==== Vorliegender Text ====
Christian Lindner
Analyse

FDP und die Ampel Die Last des Regierens

Stand: 29.10.2022 12:17 Uhr

Die Beteiligung an der Ampel-Koalition ist der FDP bislang nicht gut bekommen. Dabei schien der Koalitionsvertrag doch eigentlich wie für sie gemacht. Was ist passiert?

Eine Analyse von Hans-Joachim Vieweger, ARD-Hauptstadtstudio

Bei der Bundestagswahl konnte die FDP noch jubeln: Zum zweiten Mal hintereinander ein zweistelliges Wahlergebnis. Bereits am Wahlabend deutete sich an, dass die Partei zusammen mit den Grünen an der neuen Regierung beteiligt sein würde. Das berühmt gewordene Selfie mit der Grünen-Spitze wenige Tage später verhieß einen neuen Politikstil. Und der Koalitionsvertrag zwischen SPD, Grünen und FDP bekam von manchen den Titel "Gelbe Seiten" verpasst - so sehr schien sich die FDP in den Koalitionsverhandlungen durchgesetzt zu haben.

All das klingt wie Lichtjahre entfernt. In den vergangenen Monaten fuhr die Partei eine Pleite nach der anderen ein. Nach den Landtagswahlen in Schleswig-Holstein und Nordrhein-Westfalen flog sie aus den jeweiligen Landesregierungen, in Niedersachsen flog die Partei gar aus dem Landtag.

"Wie ein Mühlstein"

Offenbar belastet die Regierungsbeteiligung in Berlin die Partei. Er habe, so Partei-Vize Wolfgang Kubicki, im Wahlkampf in Niedersachsen erfahren, dass "ein wesentlicher Teil unserer Wählerinnen und Wähler nach wie vor mit der Ampel fremdelt, auch mit der Rolle der FDP in der Ampel".
====
▶ [Anforderungen]:
A - Welchen Titel verpassten manche dem Koalitionsvertrag laut dem Text über die FDP und die Ampel?
B - Setz den Text über die FDP und die Ampel nach seinem letzten Satz fort.
Die Datensätze haben mit dem Text nichts zu tun.
==== Ausgelesene Daten ====
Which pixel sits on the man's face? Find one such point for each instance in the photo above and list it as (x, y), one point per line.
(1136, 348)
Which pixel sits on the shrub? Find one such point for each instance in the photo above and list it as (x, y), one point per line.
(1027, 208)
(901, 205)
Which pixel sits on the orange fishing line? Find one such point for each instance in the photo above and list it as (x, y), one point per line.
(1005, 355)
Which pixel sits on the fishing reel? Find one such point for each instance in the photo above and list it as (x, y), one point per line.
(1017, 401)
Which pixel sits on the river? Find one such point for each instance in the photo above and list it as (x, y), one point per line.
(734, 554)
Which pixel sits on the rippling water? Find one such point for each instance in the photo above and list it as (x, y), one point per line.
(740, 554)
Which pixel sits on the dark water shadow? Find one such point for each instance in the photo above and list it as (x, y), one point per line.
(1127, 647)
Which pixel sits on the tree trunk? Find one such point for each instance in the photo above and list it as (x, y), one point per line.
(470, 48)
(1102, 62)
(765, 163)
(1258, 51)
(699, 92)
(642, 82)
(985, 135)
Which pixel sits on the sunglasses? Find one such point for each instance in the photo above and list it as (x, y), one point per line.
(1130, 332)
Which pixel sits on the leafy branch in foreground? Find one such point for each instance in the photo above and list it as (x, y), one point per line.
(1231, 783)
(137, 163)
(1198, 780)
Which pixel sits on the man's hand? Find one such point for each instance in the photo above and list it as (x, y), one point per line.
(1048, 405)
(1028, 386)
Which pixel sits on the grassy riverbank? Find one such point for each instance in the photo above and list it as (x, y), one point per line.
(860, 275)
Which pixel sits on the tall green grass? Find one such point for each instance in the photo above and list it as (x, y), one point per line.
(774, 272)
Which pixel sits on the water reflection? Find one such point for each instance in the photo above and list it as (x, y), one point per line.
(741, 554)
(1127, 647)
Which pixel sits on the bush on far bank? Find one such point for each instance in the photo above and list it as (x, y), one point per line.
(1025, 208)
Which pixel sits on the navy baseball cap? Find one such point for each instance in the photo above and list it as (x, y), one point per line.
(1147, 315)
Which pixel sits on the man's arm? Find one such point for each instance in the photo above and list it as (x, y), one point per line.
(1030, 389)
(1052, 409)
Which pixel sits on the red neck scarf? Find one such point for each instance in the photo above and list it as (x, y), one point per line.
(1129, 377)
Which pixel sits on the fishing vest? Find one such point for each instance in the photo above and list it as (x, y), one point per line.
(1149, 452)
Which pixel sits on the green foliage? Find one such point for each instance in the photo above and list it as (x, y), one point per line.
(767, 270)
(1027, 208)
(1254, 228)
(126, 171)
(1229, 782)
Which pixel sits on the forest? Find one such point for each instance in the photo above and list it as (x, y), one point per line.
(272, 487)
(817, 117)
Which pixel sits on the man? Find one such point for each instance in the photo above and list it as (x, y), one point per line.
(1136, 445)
====
▶ [Ergebnisse je Aufgabe]:
A - „Gelbe Seiten“

B -
Noch deutlicher wird der Bundestagsabgeordnete Frank Schäffler. Er schrieb nach der Niedersachsen-Wahl auf Twitter: "Die Ampel-Koalition hängt wie ein Mühlstein um unseren Hals. Wir verlieren zunehmend unsere marktwirtschaftliche Glaubwürdigkeit. Die FDP muss mutiger werden und den Rücken gerade machen." Ex-Staatssekretär Thomas Sattelberger spricht von "politischer Vergewaltigung der FDP" in der Ampel. Und der frühere "Focus"-Herausgeber Helmut Markwort, der für die Liberalen im bayerischen Landtag sitzt, ruft seine Partei dazu auf, "sich deutlich gegen linke Umverteiler zu positionieren. Den Ausstieg aus der Regierung sollte die FDP dabei nicht scheuen".

"Zwei linke Partner"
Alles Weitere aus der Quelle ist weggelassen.